- Exercise aim -
Restate every line of the material, word for word.

- Material supplied -
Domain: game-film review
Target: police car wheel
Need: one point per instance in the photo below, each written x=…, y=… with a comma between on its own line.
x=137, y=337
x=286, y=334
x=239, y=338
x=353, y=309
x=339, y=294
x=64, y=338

- Solution -
Domain: game-film review
Target: police car wheel
Need: one point per instance in the photo below, each written x=…, y=… with a comma between on its own line.
x=137, y=337
x=286, y=334
x=239, y=338
x=353, y=309
x=339, y=294
x=64, y=338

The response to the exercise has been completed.